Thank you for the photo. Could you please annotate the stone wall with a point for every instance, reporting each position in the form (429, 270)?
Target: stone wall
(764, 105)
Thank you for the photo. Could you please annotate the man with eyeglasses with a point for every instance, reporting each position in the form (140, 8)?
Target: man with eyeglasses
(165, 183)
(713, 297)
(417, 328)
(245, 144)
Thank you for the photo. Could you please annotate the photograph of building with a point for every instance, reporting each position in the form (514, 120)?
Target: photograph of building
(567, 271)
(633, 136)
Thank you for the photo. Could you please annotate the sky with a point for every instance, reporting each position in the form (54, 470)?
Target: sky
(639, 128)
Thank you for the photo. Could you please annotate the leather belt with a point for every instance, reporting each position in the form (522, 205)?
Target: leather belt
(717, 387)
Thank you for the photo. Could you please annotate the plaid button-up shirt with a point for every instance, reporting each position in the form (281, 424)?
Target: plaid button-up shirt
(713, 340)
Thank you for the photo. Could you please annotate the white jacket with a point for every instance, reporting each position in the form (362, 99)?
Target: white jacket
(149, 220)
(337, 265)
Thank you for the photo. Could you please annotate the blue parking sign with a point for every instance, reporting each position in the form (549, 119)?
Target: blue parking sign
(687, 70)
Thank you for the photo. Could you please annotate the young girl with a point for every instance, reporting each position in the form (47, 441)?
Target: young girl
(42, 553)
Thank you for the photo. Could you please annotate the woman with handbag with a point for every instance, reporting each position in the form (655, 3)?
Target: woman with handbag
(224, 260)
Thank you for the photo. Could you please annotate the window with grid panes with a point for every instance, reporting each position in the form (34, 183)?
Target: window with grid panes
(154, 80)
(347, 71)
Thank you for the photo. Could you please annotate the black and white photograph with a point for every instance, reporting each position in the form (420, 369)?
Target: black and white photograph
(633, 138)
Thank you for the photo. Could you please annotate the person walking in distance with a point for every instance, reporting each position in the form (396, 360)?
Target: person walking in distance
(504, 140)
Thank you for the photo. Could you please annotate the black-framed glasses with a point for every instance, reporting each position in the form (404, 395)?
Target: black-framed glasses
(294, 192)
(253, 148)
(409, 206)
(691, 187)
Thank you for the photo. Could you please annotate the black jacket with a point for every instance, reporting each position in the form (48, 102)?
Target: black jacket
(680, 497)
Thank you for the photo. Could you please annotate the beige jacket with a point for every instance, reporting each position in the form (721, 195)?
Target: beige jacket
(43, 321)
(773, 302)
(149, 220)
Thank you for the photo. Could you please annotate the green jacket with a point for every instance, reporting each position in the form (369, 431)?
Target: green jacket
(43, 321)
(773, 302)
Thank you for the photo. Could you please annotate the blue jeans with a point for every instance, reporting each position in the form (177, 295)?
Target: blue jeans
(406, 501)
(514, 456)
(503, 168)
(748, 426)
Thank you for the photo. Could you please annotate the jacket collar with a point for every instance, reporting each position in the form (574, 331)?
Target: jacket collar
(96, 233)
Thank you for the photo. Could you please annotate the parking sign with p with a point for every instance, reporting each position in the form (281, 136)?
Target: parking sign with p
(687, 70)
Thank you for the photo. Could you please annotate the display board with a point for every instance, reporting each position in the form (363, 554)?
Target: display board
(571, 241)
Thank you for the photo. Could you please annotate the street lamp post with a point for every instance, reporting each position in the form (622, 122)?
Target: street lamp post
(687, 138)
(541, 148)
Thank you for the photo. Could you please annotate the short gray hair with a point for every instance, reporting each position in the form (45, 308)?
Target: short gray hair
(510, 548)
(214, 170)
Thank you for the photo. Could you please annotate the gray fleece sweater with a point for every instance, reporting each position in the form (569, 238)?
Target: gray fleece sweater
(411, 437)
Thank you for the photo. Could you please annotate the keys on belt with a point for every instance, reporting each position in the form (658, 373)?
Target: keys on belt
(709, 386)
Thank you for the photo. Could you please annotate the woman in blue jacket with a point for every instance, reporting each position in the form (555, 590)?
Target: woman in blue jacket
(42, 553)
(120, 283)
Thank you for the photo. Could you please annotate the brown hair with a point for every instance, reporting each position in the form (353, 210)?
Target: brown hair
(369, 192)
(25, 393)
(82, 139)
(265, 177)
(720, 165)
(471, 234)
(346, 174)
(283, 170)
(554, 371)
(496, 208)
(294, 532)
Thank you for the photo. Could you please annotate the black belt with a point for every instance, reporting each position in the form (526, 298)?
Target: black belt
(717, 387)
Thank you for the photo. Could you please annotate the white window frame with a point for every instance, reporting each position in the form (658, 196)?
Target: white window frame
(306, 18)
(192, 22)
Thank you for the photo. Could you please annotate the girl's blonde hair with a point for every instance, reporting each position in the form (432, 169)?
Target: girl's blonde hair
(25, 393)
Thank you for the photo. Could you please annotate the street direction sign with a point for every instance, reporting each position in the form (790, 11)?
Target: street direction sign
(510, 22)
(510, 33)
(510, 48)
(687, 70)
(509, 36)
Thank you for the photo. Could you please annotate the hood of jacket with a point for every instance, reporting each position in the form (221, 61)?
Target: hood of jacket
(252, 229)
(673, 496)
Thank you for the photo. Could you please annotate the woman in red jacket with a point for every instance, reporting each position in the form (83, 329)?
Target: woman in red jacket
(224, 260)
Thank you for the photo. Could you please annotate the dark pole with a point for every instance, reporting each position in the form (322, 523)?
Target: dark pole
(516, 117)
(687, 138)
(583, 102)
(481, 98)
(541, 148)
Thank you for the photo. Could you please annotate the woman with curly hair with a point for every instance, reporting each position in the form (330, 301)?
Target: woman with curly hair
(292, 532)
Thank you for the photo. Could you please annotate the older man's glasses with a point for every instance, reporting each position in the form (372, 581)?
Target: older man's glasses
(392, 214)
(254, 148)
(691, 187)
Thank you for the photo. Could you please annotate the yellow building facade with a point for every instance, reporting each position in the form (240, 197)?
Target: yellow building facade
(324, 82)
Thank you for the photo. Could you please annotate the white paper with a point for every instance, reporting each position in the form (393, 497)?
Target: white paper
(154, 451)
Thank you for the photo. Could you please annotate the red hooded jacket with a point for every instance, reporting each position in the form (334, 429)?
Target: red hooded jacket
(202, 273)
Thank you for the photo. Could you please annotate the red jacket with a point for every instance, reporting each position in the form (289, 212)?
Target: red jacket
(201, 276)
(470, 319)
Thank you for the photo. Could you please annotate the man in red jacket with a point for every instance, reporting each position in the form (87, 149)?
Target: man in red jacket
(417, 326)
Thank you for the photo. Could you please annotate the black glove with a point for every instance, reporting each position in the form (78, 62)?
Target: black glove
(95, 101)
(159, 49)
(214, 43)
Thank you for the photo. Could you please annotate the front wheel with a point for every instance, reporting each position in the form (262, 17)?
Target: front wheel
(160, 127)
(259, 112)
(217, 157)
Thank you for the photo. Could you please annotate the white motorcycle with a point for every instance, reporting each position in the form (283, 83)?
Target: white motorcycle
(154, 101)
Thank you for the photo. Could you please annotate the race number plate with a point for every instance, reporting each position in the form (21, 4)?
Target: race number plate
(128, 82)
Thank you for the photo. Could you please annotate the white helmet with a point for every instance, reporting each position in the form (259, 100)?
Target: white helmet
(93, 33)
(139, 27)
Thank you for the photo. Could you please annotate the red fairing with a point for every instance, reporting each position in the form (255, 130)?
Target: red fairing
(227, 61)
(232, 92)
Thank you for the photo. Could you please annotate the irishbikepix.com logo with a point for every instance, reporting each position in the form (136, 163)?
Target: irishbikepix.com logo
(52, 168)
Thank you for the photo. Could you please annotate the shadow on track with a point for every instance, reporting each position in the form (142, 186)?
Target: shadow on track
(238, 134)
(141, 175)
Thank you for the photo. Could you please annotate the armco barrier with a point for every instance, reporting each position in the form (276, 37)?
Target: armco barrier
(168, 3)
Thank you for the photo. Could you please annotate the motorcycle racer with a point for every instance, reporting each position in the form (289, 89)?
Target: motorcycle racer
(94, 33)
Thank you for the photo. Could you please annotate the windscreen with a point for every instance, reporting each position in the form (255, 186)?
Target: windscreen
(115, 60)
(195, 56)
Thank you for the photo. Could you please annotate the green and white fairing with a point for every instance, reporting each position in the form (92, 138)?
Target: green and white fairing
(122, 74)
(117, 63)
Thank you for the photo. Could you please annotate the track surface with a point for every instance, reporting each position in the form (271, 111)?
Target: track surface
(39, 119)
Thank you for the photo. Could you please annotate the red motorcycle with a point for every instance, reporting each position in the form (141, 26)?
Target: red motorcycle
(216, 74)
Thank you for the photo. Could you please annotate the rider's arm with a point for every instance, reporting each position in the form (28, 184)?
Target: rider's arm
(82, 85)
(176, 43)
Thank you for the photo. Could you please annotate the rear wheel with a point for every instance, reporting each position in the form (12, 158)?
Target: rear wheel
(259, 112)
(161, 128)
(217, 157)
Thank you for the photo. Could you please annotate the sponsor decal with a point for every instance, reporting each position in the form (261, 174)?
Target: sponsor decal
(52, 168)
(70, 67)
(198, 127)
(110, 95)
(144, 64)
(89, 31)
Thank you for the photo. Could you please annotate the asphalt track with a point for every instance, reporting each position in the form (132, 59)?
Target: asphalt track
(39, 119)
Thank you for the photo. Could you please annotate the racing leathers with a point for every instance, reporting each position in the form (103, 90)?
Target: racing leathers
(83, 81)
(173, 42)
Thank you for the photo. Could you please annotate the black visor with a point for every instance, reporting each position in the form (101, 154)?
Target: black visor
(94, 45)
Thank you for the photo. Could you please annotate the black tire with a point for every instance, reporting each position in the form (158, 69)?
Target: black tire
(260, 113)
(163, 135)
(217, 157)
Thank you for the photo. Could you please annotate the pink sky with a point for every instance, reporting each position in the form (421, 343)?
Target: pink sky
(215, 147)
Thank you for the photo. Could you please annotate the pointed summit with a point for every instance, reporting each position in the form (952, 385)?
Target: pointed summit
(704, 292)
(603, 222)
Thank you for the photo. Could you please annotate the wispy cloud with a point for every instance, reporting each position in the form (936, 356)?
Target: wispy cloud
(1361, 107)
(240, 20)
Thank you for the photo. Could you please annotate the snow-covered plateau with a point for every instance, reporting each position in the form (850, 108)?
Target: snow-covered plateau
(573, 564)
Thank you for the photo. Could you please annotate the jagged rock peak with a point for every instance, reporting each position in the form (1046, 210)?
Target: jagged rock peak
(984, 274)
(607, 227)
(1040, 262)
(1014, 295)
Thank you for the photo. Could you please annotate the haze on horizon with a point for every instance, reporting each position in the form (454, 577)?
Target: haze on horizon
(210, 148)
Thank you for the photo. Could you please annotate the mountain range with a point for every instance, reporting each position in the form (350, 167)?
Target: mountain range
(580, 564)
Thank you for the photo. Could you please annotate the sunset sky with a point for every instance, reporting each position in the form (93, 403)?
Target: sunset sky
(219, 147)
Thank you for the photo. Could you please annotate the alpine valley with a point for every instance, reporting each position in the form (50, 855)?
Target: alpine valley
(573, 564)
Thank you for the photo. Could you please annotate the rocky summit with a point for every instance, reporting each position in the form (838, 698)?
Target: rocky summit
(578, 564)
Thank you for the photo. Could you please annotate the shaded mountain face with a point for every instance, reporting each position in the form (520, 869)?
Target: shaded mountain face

• **Problem details**: Your response should be made up of the lines in the data that contain the word "shaded".

• **Answer to this problem**:
Thank you for the photo. Could you please annotate the shaded mountain face with a point for every instance, reporting each position in the form (520, 869)?
Target: shaded mountain face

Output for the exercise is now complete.